Provided records |
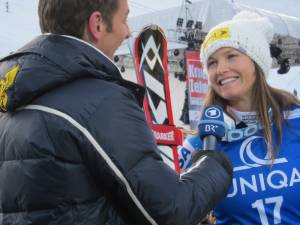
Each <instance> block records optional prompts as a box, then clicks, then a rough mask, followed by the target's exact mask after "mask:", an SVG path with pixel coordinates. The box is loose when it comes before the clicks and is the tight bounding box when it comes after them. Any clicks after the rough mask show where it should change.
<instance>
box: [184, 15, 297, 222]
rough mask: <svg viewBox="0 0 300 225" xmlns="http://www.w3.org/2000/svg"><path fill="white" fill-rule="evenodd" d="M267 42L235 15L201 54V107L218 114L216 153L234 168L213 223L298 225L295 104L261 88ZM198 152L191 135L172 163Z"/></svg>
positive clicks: (287, 94) (263, 77) (239, 18)
mask: <svg viewBox="0 0 300 225" xmlns="http://www.w3.org/2000/svg"><path fill="white" fill-rule="evenodd" d="M272 38H273V26H272V24H271V23H270V22H269V21H268V19H267V18H264V17H261V16H259V15H258V14H256V13H253V12H248V11H243V12H240V13H239V14H237V15H236V16H235V17H234V18H233V19H232V20H230V21H225V22H223V23H221V24H219V25H217V26H216V27H214V28H212V29H211V30H210V31H209V33H208V34H207V36H206V39H205V40H204V42H203V44H202V47H201V53H200V56H201V57H200V58H201V61H202V63H203V67H204V70H205V71H206V73H207V75H208V80H209V92H208V94H207V97H206V101H205V103H204V106H203V108H204V107H206V106H209V105H211V104H213V105H219V106H221V107H222V108H223V110H224V112H225V113H224V117H225V124H226V126H227V127H226V132H225V133H226V134H225V136H224V137H223V138H222V140H220V141H219V142H218V143H217V151H223V152H224V153H226V154H227V155H228V156H229V158H230V159H231V162H232V165H233V167H234V178H233V182H232V186H231V189H230V191H229V193H228V195H227V197H226V198H225V199H224V200H223V201H222V202H220V203H219V204H218V206H217V207H216V208H215V209H214V214H215V216H216V219H217V224H230V225H233V224H243V225H244V224H245V225H249V224H253V225H254V224H255V225H257V224H262V225H269V224H270V225H271V224H284V225H288V224H290V225H292V224H300V213H299V209H300V195H299V190H300V105H299V100H298V99H297V98H296V97H294V96H293V95H292V94H290V93H288V92H286V91H283V90H279V89H276V88H273V87H271V86H269V85H268V84H267V81H266V77H267V76H268V74H269V71H270V69H271V63H272V58H271V55H270V49H269V44H270V43H271V40H272ZM249 128H255V129H252V130H251V129H249ZM232 134H236V135H235V136H234V135H232ZM237 134H238V135H237ZM201 148H202V142H201V140H200V138H199V136H191V137H189V138H188V139H187V140H185V145H184V146H183V148H182V149H180V150H179V157H180V159H181V158H185V159H186V158H188V157H186V156H187V155H188V154H189V153H191V152H192V151H197V150H198V151H199V150H201ZM182 152H184V154H185V156H184V157H183V156H182V155H183V154H182ZM182 165H188V162H187V161H186V162H185V164H182Z"/></svg>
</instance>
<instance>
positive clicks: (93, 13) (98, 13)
mask: <svg viewBox="0 0 300 225" xmlns="http://www.w3.org/2000/svg"><path fill="white" fill-rule="evenodd" d="M87 29H88V32H89V33H90V35H89V36H90V38H92V41H97V40H99V38H100V36H101V34H102V32H103V30H104V29H106V27H105V23H104V21H103V18H102V15H101V13H100V12H99V11H95V12H93V13H92V14H91V15H90V18H89V20H88V24H87Z"/></svg>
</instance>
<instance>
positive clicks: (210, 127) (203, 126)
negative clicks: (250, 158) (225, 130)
mask: <svg viewBox="0 0 300 225" xmlns="http://www.w3.org/2000/svg"><path fill="white" fill-rule="evenodd" d="M198 128H199V136H200V138H201V140H203V138H204V137H206V136H209V135H213V136H215V137H216V138H217V140H220V139H221V138H223V137H224V136H225V130H226V129H225V123H224V111H223V109H222V108H221V107H220V106H218V105H209V106H207V107H205V109H204V110H203V112H202V115H201V119H200V122H199V125H198Z"/></svg>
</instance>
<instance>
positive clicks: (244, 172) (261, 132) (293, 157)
mask: <svg viewBox="0 0 300 225" xmlns="http://www.w3.org/2000/svg"><path fill="white" fill-rule="evenodd" d="M285 119H286V122H283V123H282V128H283V137H282V144H281V145H280V148H279V152H278V154H277V155H276V158H275V161H274V162H273V163H272V162H271V161H270V160H269V156H268V155H267V146H266V143H265V139H264V137H263V134H262V130H258V132H256V133H255V134H253V135H251V136H249V137H247V138H244V139H241V140H237V141H232V142H227V141H221V142H219V143H218V145H217V151H224V152H225V153H226V154H227V155H228V156H229V158H230V160H231V162H232V165H233V167H234V169H233V171H234V174H233V182H232V185H231V188H230V190H229V192H228V194H227V196H226V198H225V199H224V200H222V201H221V202H220V203H219V204H218V205H217V206H216V208H215V209H214V213H215V215H216V218H217V224H224V225H225V224H226V225H228V224H230V225H238V224H239V225H241V224H247V225H258V224H261V225H274V224H281V225H295V224H300V213H299V209H300V195H299V190H300V151H299V150H300V106H298V105H296V106H293V107H291V108H290V110H289V111H288V114H287V116H286V118H285ZM274 132H275V128H274V127H273V134H274ZM273 138H275V136H273ZM201 147H202V143H201V141H200V138H199V137H198V136H190V137H188V138H187V139H186V140H185V142H184V144H183V147H182V148H180V149H179V151H178V153H179V161H180V166H181V168H183V169H186V168H188V167H189V165H190V161H191V153H192V152H193V151H199V150H201ZM271 164H272V165H271Z"/></svg>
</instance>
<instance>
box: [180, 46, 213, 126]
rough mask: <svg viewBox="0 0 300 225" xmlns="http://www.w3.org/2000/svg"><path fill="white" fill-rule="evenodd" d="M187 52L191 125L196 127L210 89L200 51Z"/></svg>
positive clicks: (189, 116) (197, 124) (189, 101)
mask: <svg viewBox="0 0 300 225" xmlns="http://www.w3.org/2000/svg"><path fill="white" fill-rule="evenodd" d="M185 54H186V55H185V58H186V73H187V76H186V77H187V82H188V93H189V118H190V126H191V129H195V128H196V127H197V125H198V119H199V118H198V115H199V111H200V107H201V106H202V105H203V101H204V99H205V97H206V94H207V91H208V81H207V76H206V74H205V73H204V71H203V68H202V64H201V62H200V54H199V51H186V53H185Z"/></svg>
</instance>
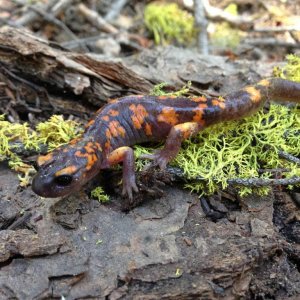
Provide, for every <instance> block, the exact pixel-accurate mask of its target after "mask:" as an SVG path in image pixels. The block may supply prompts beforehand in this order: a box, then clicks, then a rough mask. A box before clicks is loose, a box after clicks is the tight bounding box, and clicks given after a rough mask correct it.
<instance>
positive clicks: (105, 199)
mask: <svg viewBox="0 0 300 300" xmlns="http://www.w3.org/2000/svg"><path fill="white" fill-rule="evenodd" d="M91 196H92V198H94V199H97V200H98V201H99V202H102V203H104V202H108V201H109V196H108V195H106V194H105V193H104V191H103V189H102V188H101V187H100V186H98V187H96V188H95V189H93V190H92V191H91Z"/></svg>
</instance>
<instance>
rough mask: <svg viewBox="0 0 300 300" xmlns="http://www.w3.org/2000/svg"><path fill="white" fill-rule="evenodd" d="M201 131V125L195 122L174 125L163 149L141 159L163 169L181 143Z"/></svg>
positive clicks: (172, 155) (166, 165)
mask: <svg viewBox="0 0 300 300" xmlns="http://www.w3.org/2000/svg"><path fill="white" fill-rule="evenodd" d="M200 130H201V125H199V124H198V123H196V122H186V123H182V124H178V125H175V126H174V127H172V129H171V130H170V132H169V135H168V137H167V139H166V143H165V145H164V147H163V148H162V149H160V150H157V151H155V152H154V153H153V154H145V155H142V156H141V158H145V159H150V160H153V164H154V165H157V166H159V167H160V168H161V169H164V168H165V167H166V166H167V164H168V163H169V162H170V161H171V160H172V159H173V158H175V157H176V155H177V154H178V152H179V150H180V147H181V143H182V141H184V140H185V139H187V138H189V137H191V136H192V135H194V134H196V133H197V132H199V131H200Z"/></svg>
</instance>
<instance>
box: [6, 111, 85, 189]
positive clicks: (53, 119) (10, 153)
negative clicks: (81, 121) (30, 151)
mask: <svg viewBox="0 0 300 300" xmlns="http://www.w3.org/2000/svg"><path fill="white" fill-rule="evenodd" d="M79 131H80V129H79V127H78V124H77V123H76V122H74V121H64V120H63V117H62V116H56V115H54V116H52V117H51V118H50V119H49V120H48V121H46V122H43V123H39V124H38V125H37V130H36V131H34V130H31V129H30V128H29V126H28V124H27V123H24V124H18V123H10V122H8V121H5V119H4V115H0V161H3V160H8V162H9V166H10V167H11V168H12V169H13V170H15V171H17V172H19V173H21V174H23V176H22V175H19V176H18V177H19V179H20V185H21V186H26V185H28V184H29V182H30V179H31V175H32V174H33V173H34V168H33V167H32V166H31V165H29V164H27V163H24V162H23V161H22V159H21V157H20V156H19V155H17V154H16V152H18V153H19V152H20V151H17V149H19V148H21V149H25V150H34V151H36V152H39V149H40V146H41V145H44V144H47V146H48V149H49V150H51V149H53V148H56V147H58V146H60V145H62V144H64V143H67V142H68V141H69V140H71V139H72V138H74V137H76V136H77V135H78V133H79Z"/></svg>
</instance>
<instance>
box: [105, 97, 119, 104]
mask: <svg viewBox="0 0 300 300" xmlns="http://www.w3.org/2000/svg"><path fill="white" fill-rule="evenodd" d="M107 102H108V103H116V102H119V98H112V99H108V100H107Z"/></svg>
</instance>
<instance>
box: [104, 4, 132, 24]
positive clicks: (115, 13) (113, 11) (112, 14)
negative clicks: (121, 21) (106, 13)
mask: <svg viewBox="0 0 300 300" xmlns="http://www.w3.org/2000/svg"><path fill="white" fill-rule="evenodd" d="M127 1H128V0H117V1H115V2H114V3H113V4H112V6H111V9H110V10H109V12H108V13H107V14H106V16H105V17H104V20H105V21H107V22H111V21H112V20H114V19H116V17H117V16H118V15H119V14H120V12H121V10H122V9H123V7H124V6H125V5H126V3H127Z"/></svg>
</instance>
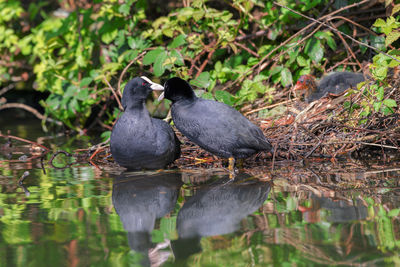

Exercise description | Copy the records from their beginning through the line with "positive clicks: (287, 94)", switching "rough mask" to "coarse mask" and keeping everything else unchanged. Leave the pictures out of your copy.

Result for this exercise |
Each <instance> block records optional prompts as a box, then clicks, then a coarse mask, followed by the target's exact mask after "mask:", an SVG path with pixel coordinates. The box is loose when it comes before the clicks and is the tight bounding box when it comes after them. Any clicks after the coarse mask show where it should change.
<instance>
box: [184, 15, 297, 222]
coarse mask: <svg viewBox="0 0 300 225" xmlns="http://www.w3.org/2000/svg"><path fill="white" fill-rule="evenodd" d="M267 42L235 15L201 54V107L218 114L216 153L234 168L213 223L298 225L295 104L261 88ZM198 152L191 135L172 163Z"/></svg>
positive clicks: (287, 94) (263, 77) (239, 18)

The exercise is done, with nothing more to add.